Output the stretch of the material below from the line containing "one marker per instance, written like [588,274]" through the end of the material as a Markdown table with the columns Row and Entry, giving each line its own numbered row. Skip blank lines and leave the pictures out.

-- start RECORDS --

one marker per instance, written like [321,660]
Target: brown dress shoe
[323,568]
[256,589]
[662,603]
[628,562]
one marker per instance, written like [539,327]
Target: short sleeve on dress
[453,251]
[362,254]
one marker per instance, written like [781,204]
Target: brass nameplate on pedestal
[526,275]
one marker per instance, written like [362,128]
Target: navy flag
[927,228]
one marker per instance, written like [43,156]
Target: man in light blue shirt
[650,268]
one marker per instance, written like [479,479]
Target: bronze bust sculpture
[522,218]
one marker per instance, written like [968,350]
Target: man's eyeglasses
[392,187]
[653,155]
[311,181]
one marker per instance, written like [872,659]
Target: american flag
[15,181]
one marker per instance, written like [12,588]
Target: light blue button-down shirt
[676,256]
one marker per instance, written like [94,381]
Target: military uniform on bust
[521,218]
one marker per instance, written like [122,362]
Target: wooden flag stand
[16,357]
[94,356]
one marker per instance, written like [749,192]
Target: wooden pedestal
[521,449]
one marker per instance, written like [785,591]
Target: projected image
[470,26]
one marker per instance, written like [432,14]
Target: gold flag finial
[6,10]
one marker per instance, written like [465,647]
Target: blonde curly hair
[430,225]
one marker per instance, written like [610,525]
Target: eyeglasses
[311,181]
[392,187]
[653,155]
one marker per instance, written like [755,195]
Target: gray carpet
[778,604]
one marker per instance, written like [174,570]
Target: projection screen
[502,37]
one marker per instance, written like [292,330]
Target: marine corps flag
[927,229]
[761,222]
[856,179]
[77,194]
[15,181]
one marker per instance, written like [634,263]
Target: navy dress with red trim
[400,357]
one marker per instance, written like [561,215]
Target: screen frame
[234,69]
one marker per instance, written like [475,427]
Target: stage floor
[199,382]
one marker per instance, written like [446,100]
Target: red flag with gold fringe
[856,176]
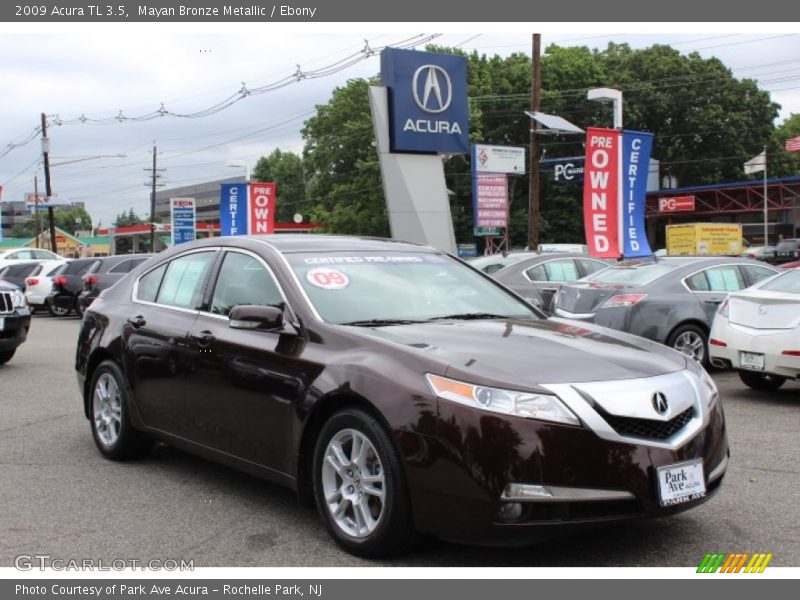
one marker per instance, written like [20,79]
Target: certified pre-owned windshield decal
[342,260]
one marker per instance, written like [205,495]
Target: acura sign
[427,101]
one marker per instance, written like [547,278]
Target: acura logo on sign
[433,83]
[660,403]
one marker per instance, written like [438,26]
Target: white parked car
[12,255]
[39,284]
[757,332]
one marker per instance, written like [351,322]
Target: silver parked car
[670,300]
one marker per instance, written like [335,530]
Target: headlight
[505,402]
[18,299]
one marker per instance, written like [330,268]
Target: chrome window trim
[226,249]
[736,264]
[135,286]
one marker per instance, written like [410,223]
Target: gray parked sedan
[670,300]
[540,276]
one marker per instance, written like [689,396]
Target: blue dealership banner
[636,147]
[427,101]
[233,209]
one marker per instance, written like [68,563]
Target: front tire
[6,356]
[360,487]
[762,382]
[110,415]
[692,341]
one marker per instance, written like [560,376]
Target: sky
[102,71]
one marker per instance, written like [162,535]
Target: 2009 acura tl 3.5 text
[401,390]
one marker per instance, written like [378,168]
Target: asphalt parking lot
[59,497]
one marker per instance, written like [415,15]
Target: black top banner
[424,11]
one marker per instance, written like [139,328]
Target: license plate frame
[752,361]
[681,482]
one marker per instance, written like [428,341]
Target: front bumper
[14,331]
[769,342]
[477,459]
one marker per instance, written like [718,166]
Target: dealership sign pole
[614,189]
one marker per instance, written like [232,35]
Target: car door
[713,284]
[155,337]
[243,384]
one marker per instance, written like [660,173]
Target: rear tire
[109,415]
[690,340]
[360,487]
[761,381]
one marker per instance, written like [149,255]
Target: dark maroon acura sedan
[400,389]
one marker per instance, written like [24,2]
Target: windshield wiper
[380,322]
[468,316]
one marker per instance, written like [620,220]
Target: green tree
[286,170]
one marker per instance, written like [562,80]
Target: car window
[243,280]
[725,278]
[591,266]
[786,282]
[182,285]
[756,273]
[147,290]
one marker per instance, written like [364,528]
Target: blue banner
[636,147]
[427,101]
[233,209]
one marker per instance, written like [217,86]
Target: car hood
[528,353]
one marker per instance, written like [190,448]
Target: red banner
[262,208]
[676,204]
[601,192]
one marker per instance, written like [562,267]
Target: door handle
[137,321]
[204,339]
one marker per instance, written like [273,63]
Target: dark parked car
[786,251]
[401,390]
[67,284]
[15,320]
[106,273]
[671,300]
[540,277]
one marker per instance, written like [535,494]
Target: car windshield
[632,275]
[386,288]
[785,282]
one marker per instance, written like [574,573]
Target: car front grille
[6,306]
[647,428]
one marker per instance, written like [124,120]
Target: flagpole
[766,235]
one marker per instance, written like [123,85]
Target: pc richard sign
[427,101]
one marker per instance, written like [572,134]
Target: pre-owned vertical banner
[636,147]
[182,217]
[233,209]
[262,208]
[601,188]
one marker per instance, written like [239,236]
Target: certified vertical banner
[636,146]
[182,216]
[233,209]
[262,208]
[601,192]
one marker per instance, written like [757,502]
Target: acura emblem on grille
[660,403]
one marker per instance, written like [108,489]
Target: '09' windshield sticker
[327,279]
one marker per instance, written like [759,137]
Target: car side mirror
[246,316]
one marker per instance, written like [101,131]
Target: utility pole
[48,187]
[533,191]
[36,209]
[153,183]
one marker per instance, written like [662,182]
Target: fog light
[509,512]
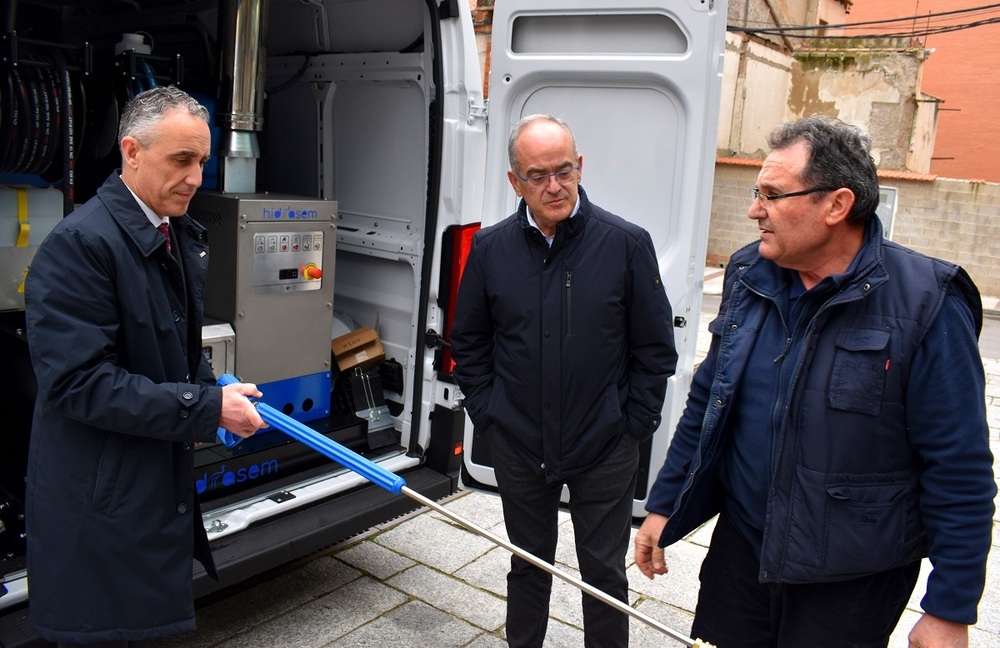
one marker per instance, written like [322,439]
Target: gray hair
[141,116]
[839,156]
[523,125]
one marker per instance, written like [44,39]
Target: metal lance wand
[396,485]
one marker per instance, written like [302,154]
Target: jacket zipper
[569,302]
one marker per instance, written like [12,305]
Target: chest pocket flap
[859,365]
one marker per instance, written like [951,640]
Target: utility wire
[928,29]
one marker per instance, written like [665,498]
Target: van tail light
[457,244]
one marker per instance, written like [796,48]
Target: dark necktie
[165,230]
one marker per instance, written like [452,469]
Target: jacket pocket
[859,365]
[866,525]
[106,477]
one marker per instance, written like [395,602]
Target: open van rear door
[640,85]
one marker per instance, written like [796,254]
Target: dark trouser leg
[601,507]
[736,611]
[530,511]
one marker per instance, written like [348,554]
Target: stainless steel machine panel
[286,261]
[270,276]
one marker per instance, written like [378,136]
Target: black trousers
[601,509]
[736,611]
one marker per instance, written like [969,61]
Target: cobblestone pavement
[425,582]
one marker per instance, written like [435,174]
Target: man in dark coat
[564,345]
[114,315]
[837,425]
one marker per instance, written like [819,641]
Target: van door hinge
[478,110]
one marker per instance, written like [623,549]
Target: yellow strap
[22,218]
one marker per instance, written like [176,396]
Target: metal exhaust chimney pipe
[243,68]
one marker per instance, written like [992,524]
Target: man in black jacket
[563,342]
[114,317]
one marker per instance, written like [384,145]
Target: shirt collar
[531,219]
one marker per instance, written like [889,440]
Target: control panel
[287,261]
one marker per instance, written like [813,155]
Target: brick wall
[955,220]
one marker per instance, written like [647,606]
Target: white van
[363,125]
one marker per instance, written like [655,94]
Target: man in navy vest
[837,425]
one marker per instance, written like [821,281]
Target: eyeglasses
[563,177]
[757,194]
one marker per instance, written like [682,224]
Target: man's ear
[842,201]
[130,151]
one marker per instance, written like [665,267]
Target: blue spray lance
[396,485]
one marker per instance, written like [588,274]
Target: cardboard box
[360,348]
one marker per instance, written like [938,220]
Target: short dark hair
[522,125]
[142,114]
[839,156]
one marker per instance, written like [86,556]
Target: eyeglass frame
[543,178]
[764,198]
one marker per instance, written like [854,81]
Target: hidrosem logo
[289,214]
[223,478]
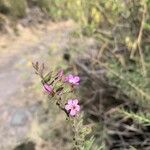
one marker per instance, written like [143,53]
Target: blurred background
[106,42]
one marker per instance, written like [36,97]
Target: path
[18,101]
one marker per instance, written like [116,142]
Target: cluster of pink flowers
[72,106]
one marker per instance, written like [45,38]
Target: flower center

-- end RECORDS --

ANSWER FOR THIS EXERCISE:
| Row | Entry |
|---|---|
| 1 | one marker per instance, written like [588,274] |
| 2 | Target: cardboard box |
| 3 | [360,348] |
| 4 | one marker per instance, written like [938,220] |
| 5 | Target: short dark hair |
| 6 | [522,125] |
| 7 | [142,114] |
| 8 | [839,156] |
| 9 | one marker per instance, written like [86,556] |
| 10 | Target: eyeglass frame |
| 11 | [543,178] |
| 12 | [764,198] |
| 13 | one marker per instance, written like [854,81] |
| 14 | Target: hidrosem logo |
| 15 | [289,214] |
| 16 | [223,478] |
| 17 | one marker per instance, written like [143,53] |
| 18 | Target: blurred background |
| 19 | [106,42] |
| 20 | one marker per instance, written like [36,97] |
| 21 | Target: path |
| 22 | [18,101] |
| 23 | one marker per instance, written like [116,142] |
| 24 | Target: cluster of pink flowers |
| 25 | [72,106] |
| 26 | one marker per instance, written like [45,38] |
| 27 | Target: flower center |